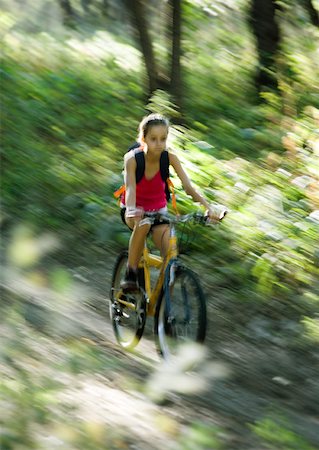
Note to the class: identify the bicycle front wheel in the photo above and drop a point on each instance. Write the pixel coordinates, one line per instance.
(181, 312)
(127, 310)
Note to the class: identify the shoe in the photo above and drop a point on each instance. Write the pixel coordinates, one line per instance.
(129, 283)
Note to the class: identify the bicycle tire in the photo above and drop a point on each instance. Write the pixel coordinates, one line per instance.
(180, 315)
(128, 322)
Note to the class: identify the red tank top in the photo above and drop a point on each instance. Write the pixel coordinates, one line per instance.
(150, 194)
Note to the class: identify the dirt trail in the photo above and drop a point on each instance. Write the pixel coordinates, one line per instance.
(240, 379)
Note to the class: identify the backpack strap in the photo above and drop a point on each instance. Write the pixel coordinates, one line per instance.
(164, 165)
(140, 164)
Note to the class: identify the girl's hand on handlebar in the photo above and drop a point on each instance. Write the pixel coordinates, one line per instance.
(216, 213)
(134, 213)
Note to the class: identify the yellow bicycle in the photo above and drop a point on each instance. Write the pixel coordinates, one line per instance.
(175, 300)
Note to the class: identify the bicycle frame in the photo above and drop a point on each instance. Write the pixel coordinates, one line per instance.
(150, 260)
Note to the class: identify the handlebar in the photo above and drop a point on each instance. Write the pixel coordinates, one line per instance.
(195, 217)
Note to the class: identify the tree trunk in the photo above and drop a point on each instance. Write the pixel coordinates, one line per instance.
(137, 10)
(175, 76)
(313, 13)
(267, 35)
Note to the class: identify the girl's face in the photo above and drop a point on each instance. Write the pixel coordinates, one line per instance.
(155, 138)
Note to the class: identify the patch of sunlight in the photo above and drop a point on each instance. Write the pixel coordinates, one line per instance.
(188, 372)
(96, 403)
(103, 46)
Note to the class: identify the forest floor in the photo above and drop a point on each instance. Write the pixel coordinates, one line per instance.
(251, 389)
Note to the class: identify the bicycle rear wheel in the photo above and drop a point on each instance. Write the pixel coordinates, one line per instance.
(181, 312)
(127, 310)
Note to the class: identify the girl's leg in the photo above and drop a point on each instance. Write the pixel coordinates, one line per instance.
(135, 250)
(136, 245)
(160, 235)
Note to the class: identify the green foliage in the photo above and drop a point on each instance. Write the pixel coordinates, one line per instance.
(71, 105)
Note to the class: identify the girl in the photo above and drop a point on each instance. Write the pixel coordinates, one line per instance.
(148, 194)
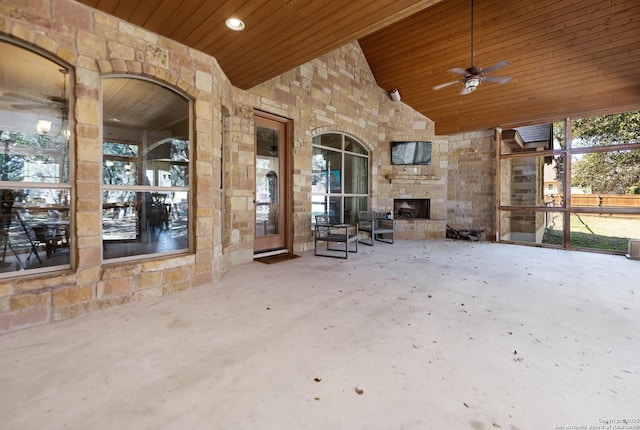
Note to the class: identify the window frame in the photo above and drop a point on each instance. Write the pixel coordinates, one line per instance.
(34, 212)
(342, 195)
(143, 191)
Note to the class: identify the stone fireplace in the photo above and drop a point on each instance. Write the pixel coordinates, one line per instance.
(411, 208)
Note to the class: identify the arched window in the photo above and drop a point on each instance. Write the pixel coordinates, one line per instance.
(146, 173)
(35, 188)
(340, 177)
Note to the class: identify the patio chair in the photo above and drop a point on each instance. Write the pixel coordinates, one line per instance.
(376, 225)
(332, 235)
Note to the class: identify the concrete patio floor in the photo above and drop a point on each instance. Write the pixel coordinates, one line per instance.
(415, 335)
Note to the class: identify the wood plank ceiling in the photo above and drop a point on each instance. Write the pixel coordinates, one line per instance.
(568, 58)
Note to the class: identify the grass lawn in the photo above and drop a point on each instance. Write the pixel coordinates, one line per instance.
(597, 232)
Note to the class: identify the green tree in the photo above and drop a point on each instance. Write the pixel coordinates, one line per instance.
(613, 171)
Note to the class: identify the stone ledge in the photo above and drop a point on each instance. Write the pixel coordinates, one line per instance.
(408, 178)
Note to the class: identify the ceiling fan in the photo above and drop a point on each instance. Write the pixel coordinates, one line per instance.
(474, 75)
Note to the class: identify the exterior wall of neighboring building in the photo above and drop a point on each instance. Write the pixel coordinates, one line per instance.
(335, 92)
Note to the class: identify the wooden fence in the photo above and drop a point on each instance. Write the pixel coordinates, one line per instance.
(598, 200)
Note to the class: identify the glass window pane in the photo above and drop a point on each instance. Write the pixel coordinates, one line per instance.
(327, 205)
(608, 232)
(34, 152)
(352, 145)
(531, 226)
(339, 179)
(356, 174)
(138, 223)
(530, 181)
(148, 150)
(28, 157)
(332, 140)
(326, 170)
(606, 130)
(353, 205)
(606, 179)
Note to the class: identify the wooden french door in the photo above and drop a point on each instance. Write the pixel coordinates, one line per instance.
(271, 187)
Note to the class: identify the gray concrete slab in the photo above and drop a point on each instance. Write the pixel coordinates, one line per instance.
(415, 335)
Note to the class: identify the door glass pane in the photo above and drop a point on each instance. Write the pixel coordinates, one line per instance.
(267, 182)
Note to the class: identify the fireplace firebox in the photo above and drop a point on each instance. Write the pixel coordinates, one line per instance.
(411, 208)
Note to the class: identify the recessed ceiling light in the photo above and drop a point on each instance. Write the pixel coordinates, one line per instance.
(235, 24)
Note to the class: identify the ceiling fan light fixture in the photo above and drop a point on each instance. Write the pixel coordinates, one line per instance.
(472, 83)
(43, 126)
(234, 24)
(395, 95)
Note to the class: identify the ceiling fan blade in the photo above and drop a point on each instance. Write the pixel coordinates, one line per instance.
(439, 87)
(459, 71)
(497, 79)
(498, 65)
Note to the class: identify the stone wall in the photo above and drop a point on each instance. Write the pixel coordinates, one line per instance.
(471, 182)
(94, 45)
(335, 92)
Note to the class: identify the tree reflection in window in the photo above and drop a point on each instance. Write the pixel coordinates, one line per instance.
(146, 169)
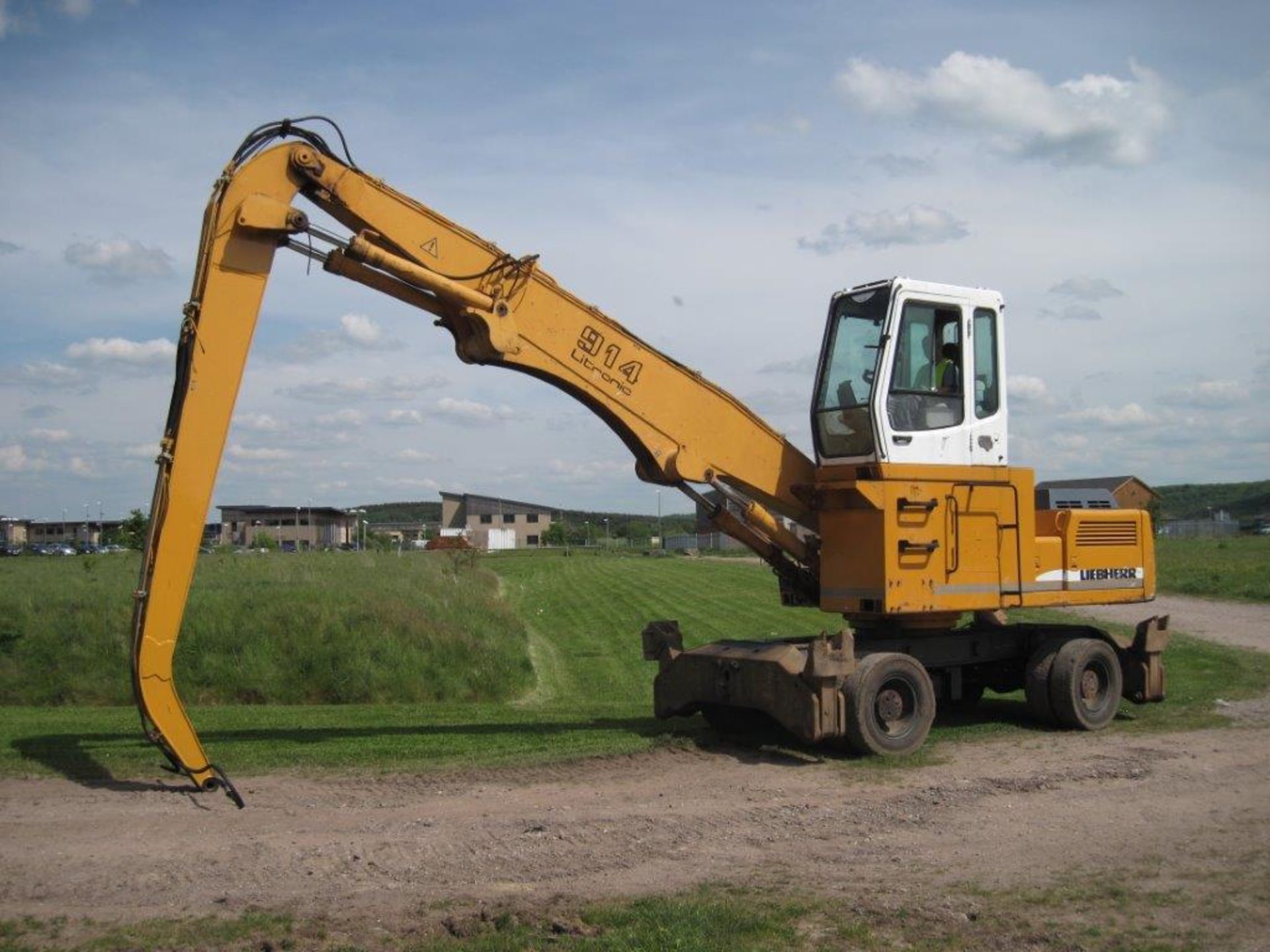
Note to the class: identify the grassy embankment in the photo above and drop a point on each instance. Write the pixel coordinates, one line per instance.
(432, 669)
(1210, 568)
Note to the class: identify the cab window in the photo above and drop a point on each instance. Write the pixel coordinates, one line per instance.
(987, 390)
(926, 379)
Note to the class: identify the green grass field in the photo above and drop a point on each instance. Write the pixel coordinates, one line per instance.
(1234, 568)
(575, 619)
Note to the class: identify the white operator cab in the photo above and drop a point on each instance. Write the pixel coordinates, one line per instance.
(912, 372)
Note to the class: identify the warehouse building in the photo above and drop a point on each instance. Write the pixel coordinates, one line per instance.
(73, 532)
(13, 531)
(299, 526)
(1128, 492)
(492, 524)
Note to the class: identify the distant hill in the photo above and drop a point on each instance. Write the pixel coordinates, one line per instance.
(1189, 500)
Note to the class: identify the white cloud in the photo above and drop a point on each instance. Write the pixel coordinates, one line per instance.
(238, 451)
(1208, 395)
(1095, 120)
(1028, 390)
(356, 332)
(361, 329)
(803, 366)
(915, 225)
(75, 9)
(1067, 441)
(52, 375)
(789, 126)
(13, 459)
(1114, 416)
(342, 418)
(258, 423)
(588, 471)
(403, 418)
(1071, 313)
(118, 259)
(102, 350)
(417, 456)
(331, 390)
(1086, 288)
(407, 483)
(900, 167)
(48, 436)
(470, 412)
(778, 401)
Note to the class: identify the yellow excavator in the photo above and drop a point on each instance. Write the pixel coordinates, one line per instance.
(910, 524)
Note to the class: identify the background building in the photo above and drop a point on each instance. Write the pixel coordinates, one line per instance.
(13, 531)
(302, 526)
(493, 524)
(1129, 492)
(74, 532)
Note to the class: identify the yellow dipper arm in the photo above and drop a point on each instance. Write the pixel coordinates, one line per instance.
(501, 311)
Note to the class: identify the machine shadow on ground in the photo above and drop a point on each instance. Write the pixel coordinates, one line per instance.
(78, 757)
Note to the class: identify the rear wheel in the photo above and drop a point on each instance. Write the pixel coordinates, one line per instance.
(1085, 684)
(890, 705)
(1037, 682)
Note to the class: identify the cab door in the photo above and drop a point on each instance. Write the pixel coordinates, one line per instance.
(986, 416)
(925, 385)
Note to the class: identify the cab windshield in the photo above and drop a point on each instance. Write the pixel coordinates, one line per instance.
(849, 367)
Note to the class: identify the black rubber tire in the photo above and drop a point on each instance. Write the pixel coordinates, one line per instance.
(970, 697)
(1037, 682)
(888, 682)
(736, 721)
(1085, 684)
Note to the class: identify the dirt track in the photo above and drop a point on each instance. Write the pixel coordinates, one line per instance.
(1003, 814)
(1241, 623)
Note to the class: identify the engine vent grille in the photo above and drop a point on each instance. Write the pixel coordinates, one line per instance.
(1122, 532)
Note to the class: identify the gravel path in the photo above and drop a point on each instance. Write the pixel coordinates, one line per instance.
(1240, 623)
(389, 850)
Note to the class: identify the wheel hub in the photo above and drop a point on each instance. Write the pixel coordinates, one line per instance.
(890, 705)
(1091, 686)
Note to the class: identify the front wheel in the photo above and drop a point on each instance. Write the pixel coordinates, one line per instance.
(890, 705)
(1085, 684)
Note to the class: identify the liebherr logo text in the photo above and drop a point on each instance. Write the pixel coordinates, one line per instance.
(1105, 574)
(591, 344)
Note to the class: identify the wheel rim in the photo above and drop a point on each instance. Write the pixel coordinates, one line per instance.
(1095, 684)
(896, 707)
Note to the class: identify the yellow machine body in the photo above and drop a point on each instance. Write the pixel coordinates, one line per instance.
(892, 545)
(912, 542)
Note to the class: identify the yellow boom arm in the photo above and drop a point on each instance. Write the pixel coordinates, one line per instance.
(501, 310)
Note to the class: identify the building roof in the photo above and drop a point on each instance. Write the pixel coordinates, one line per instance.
(1109, 483)
(282, 509)
(493, 506)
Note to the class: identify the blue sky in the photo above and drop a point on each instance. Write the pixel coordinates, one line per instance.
(705, 173)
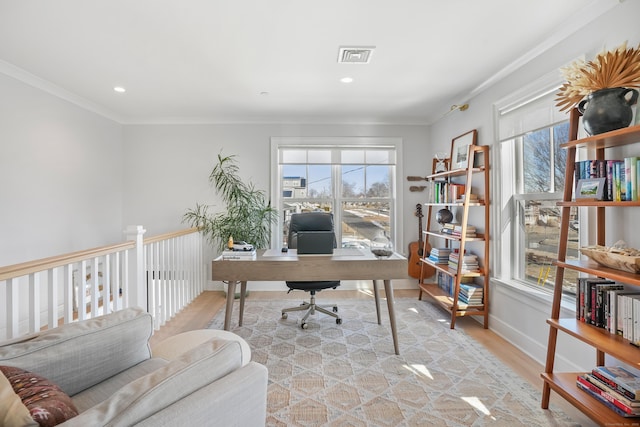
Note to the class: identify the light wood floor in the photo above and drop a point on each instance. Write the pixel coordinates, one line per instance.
(200, 312)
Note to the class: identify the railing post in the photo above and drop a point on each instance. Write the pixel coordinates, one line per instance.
(137, 268)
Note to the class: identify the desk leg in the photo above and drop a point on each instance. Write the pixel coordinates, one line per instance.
(243, 291)
(388, 290)
(375, 293)
(231, 292)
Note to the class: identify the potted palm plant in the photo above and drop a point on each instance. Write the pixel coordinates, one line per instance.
(248, 214)
(603, 89)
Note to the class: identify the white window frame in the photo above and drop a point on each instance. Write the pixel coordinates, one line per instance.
(340, 142)
(508, 259)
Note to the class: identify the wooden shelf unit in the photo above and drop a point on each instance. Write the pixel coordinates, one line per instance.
(600, 339)
(480, 242)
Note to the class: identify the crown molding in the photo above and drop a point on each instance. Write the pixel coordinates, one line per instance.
(26, 77)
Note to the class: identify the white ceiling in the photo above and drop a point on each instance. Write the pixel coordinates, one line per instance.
(210, 60)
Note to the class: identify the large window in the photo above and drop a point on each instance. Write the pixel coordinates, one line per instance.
(532, 167)
(355, 182)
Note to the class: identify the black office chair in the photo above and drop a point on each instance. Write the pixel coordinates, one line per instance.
(311, 221)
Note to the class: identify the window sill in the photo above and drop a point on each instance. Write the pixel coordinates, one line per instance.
(532, 296)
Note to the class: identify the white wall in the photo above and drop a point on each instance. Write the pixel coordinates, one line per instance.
(60, 175)
(167, 167)
(516, 315)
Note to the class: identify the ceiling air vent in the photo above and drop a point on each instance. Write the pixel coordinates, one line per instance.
(355, 55)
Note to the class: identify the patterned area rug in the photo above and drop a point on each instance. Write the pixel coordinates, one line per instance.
(348, 375)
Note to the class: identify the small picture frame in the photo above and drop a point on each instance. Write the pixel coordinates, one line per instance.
(460, 149)
(592, 188)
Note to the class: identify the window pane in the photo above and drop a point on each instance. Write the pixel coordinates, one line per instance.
(541, 238)
(319, 185)
(352, 156)
(378, 157)
(536, 161)
(377, 181)
(353, 181)
(320, 156)
(294, 156)
(560, 136)
(362, 222)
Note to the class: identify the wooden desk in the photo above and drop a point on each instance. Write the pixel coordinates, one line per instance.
(344, 264)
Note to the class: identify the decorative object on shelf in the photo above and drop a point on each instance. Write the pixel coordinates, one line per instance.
(617, 256)
(441, 162)
(444, 216)
(607, 82)
(460, 149)
(607, 109)
(381, 246)
(592, 188)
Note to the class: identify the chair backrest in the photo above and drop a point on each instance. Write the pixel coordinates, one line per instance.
(309, 221)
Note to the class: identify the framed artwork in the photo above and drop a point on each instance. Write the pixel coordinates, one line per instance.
(460, 149)
(592, 188)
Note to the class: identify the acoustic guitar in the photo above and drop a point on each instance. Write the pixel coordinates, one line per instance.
(416, 251)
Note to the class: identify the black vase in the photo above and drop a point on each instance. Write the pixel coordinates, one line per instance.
(607, 109)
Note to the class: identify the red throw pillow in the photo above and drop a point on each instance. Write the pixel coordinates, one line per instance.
(46, 402)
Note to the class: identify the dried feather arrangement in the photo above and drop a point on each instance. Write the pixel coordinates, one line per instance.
(616, 68)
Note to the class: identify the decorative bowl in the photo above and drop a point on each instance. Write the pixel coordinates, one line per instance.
(619, 259)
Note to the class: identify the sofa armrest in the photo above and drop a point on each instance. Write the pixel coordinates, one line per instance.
(79, 355)
(236, 400)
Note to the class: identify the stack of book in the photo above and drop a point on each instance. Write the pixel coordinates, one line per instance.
(471, 231)
(471, 294)
(469, 262)
(238, 255)
(473, 198)
(439, 255)
(616, 387)
(447, 228)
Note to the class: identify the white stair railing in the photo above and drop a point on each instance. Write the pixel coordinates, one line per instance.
(161, 274)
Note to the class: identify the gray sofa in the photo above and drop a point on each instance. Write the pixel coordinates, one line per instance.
(106, 366)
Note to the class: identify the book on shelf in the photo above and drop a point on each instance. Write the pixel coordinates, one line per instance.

(TASK DIRECTIONS):
Find the line with "Note to the class: identify the dried" in the listing above, then write out that line and each remaining line exactly, with no other text.

(ANSWER SPACE):
Note to the class: identify the dried feather arrangement in the photo above and drop a point on each instance. Write the pixel coordinates, one line per instance.
(616, 68)
Note to the class: identify the decorative bowl in the photo above and drop a point on each instance. Write the pixel coordinates, one line per instance.
(619, 259)
Note to the class: identify the sofa armrest in the photo above and drop a point on each instance. Write the pixel coordinates, one line per instance.
(79, 355)
(236, 400)
Note to the class: identify the stack of book in the photo above and drop a point on each instance. Write the pixel coordinates, one line per instance.
(471, 231)
(471, 294)
(469, 262)
(238, 255)
(473, 198)
(439, 255)
(616, 387)
(447, 228)
Note to the class: identify the white stair railing in the photo above and drop a point on each instance. Write the pixel coordinates, one line per instance.
(161, 274)
Note to the class: identify the gray sofa in the photo above and drop a point on each instance. Write the pixel coordinates, one line per instance.
(106, 366)
Note to the class: identify the book on shelf in the photo above and drop a point on each instance. Write the pixel coordinates, one line per instance.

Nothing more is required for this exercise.